[EXTRAIT À LIRE]

»»

Médiations d'adoptions

Médiations d'adoption

Le Conseil national a reçu une lettre de l'administrateur général de "Kind en Gezin" attirant l'attention des Conseils sur des pratiques de "suppositions d'enfants" au sein de maternités dans lesquelles des médecins gynécologues et généralistes sont impliqués.

Réponse du Conseil national :

En sa séance du 16 novembre 1996, le Conseil national a pris connaissance de votre lettre du 3 septembre 1996 concernant des médiations d'adoption dans lesquelles des médecins gynécologues et généralistes sont impliqués.

Votre lettre sera publiée au Bulletin du Conseil national, accompagnée d'un texte du Service d'études.

Lettre de "Kind en Gezin" - 3 septembre 1996

Monsieur le Président,

"Kind en Gezin" est confronté à des signaux de services d'adoption agréés concernant des pratiques de "suppositions d'enfants" au sein de maternités, et dans lesquelles des médecins gynécologues et généralistes sont impliqués.

Bien que des preuves tangibles puissent difficilement être apportées en cette matière où le secret professionnel entre en jeu, nous intervenons afin que soit mis en exergue le caractère illégal et punissable de ces pratiques.

L'article 363 du Code pénal dispose: "Seront punis de la réclusion les coupables de suppression d'un enfant, de substitution d'un enfant à un autre, ou de supposition d'un enfant à une femme qui ne sera pas accouchée.
La même peine sera appliquée à ceux qui auront donné la mission de commettre les faits mentionnés au paragraphe précédent, si cette mission a reçu son exécution."

Il existe en outre le décret du 3-5-1989 relatif à la médiation d'adoption qui interdit à des services n'étant pas agréés par "Kind & Gezin" d'agir comme intermédiaires en matière d'adoption.

««

Données recueillies
»»

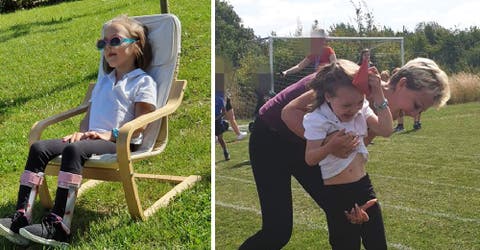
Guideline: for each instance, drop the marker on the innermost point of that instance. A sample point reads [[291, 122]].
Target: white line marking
[[407, 209], [435, 214], [425, 182], [299, 222]]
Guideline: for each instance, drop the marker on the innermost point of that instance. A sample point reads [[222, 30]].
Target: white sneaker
[[241, 136]]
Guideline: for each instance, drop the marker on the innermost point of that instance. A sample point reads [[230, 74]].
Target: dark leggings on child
[[74, 156], [342, 233], [274, 161]]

««

[PARTIES DE L'EXERCICE]
(A) Traduisez en anglais cette phrase de l'extrait sur les médiations d'adoption : « Bien que des preuves tangibles puissent difficilement être apportées en cette matière où le secret professionnel entre en jeu, nous intervenons afin que soit mis en exergue le caractère illégal et punissable de ces pratiques. »
(B) Poursuivez l'extrait sur les médiations d'adoption au-delà de sa dernière phrase.
Ces données n'ont aucun rapport avec l'extrait.

[RÉPONSES PAR TÂCHE]
(A) Although tangible evidence can hardly be provided in this matter, where professional secrecy comes into play, we are intervening so that the illegal and punishable nature of these practices is brought to light.

(B)
Il convient, en plus de l'aspect légal, de souligner également l'aspect déontologique et le risque qui existe tant dans le chef de la famille d'accueil, n'étant éventuellement pas préparée à l'adoption, que dans le chef de la femme accouchée qui peut avoir cédé l'enfant sous l'emprise de la panique.

Deuxièmement et en correspondance directe avec ce qui précède, nous attirons votre attention sur l'existence possible d'un circuit de femmes étrangères qui viennent accoucher en Belgique pour ensuite immédiatement quitter le pays.

Troisièmement, nous avons eu la désagréable surprise d'être confrontés à l'attitude hésitante d'un gynécologue vis-à-vis d'un enfant abandonné par sa mère, ce qui nous a fait nous étonner de la connaissance manifestement (devenue) insuffisante des règles de la déontologie.

Cette lettre est le résultat d'une réelle préoccupation à propos des cas cités et pour lesquels nous demandons votre attention et éventuellement une communication par vos canaux d'information.

De notre côté, nous écrivons aux maternités et aux services sociaux à ce sujet.

(...)

L'administrateur général,
Lieven Vandenberghe

Note du Service d'études :

Dans la lettre de Monsieur Vandenberghe, il est question de pratiques de "suppositions d'enfants" dans des maternités, et dans lesquelles des médecins gynécologues et généralistes sont impliqués.

1. La supposition d'enfant est un crime sanctionné par l'article 363 du Code pénal.
Ce crime peut être décrit comme étant l'attribution à une femme qui n'a pas accouché, de la maternité d'un enfant mis au monde par une autre femme.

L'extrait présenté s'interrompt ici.